:: WHAT YOU SHOULD DO ::
Pull every line holding the word "target" out of the data and copy it.

:: INFORMATION PROVIDED ::
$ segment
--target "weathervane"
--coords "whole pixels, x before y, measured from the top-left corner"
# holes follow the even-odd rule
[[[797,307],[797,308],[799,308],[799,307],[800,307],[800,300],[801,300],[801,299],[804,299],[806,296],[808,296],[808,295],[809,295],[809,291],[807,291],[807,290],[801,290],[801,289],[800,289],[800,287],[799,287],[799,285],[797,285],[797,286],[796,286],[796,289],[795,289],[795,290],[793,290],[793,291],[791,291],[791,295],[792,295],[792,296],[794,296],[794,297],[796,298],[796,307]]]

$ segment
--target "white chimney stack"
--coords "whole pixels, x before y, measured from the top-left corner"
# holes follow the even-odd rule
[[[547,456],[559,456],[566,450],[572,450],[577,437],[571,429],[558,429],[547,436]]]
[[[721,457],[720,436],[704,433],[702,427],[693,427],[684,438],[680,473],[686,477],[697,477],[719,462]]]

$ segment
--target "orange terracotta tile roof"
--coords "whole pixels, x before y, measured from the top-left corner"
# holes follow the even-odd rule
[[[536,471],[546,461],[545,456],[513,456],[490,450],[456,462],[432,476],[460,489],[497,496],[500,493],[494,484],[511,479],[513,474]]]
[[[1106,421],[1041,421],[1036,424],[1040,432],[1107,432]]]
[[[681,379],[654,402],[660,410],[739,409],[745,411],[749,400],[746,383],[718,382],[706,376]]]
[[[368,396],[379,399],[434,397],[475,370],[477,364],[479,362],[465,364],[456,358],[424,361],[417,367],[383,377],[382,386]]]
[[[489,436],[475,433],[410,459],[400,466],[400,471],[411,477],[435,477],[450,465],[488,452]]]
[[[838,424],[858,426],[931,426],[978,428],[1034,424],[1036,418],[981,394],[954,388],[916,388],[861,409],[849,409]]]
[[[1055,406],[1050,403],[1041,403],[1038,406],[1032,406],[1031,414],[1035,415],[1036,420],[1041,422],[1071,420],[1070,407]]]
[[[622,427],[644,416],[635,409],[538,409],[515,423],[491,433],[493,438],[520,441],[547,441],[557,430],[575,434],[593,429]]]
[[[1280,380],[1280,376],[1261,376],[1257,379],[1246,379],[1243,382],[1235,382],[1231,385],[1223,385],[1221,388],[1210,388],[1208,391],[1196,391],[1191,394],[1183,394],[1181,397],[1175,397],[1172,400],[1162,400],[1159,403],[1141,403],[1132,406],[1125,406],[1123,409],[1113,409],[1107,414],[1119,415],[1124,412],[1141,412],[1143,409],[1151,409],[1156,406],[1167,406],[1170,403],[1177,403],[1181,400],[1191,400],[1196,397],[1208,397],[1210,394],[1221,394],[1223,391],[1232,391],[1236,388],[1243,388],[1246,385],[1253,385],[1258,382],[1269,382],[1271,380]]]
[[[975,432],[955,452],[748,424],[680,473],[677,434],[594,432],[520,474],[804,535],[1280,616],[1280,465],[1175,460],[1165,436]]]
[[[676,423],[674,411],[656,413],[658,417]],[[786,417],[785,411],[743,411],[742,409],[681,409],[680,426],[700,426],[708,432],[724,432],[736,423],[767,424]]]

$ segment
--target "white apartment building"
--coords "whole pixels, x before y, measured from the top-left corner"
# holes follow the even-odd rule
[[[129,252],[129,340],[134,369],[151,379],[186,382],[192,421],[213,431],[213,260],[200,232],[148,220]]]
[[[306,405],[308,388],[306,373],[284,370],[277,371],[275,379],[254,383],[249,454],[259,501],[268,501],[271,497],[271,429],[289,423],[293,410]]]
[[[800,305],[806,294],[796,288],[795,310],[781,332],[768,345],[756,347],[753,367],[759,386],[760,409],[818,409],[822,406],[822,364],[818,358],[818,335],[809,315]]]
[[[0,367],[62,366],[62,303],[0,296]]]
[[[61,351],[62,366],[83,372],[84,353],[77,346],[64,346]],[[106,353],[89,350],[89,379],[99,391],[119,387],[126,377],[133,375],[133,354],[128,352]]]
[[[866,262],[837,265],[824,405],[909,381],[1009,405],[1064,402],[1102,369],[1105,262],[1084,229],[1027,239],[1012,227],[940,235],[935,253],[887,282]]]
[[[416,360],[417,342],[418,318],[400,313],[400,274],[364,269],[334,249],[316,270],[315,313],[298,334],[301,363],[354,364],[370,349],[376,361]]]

:: WRITTEN RESPONSE ::
--target "weathervane"
--target "white chimney stack"
--target "orange terracotta tile roof"
--target "white apartment building"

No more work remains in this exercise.